**Problem**:
If a line in the data holds "mask", copy that line out in full.

##########

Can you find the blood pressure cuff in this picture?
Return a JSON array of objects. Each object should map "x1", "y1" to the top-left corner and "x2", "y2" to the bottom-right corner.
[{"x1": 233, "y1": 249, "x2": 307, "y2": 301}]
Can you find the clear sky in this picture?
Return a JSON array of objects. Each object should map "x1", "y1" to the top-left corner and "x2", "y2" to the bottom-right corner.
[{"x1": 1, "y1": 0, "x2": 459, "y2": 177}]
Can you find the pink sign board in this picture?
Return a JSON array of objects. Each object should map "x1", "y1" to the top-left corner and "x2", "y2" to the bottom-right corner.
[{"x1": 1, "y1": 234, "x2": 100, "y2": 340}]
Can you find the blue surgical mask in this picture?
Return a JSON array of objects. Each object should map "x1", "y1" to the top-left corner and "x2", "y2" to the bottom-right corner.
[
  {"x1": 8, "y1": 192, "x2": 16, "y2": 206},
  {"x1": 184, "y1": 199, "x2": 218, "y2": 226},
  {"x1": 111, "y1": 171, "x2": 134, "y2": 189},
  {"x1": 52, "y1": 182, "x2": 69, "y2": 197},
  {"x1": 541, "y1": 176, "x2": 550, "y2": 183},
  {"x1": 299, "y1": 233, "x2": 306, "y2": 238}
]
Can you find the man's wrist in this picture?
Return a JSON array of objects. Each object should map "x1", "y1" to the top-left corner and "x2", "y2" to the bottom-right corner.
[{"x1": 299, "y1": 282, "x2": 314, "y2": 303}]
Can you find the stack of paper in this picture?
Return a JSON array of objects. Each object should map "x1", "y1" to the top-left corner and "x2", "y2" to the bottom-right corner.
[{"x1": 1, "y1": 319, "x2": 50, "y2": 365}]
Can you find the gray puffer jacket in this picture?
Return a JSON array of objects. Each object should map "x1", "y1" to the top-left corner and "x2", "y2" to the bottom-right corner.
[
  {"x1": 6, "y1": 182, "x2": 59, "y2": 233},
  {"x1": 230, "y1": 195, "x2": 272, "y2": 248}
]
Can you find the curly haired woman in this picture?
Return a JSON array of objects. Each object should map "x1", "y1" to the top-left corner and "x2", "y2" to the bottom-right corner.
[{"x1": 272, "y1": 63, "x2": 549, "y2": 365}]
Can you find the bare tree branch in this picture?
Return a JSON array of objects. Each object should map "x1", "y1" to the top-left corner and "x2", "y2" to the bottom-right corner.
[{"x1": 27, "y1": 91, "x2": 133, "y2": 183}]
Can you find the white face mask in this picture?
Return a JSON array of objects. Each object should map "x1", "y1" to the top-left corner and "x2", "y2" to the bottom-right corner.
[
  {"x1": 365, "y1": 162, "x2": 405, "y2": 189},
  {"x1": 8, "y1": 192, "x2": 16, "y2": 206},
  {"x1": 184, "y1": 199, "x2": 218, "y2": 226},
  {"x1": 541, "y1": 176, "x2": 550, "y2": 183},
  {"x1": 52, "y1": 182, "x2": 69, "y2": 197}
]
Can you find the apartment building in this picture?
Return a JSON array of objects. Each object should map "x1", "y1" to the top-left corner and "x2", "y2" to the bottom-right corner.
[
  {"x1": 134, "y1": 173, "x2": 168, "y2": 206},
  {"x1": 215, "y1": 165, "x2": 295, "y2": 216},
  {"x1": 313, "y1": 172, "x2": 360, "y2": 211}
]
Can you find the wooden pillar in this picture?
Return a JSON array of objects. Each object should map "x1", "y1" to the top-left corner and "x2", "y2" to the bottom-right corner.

##########

**Exercise answer**:
Can you find the blue surgical mask in this picture?
Can you find the white face mask in this picture?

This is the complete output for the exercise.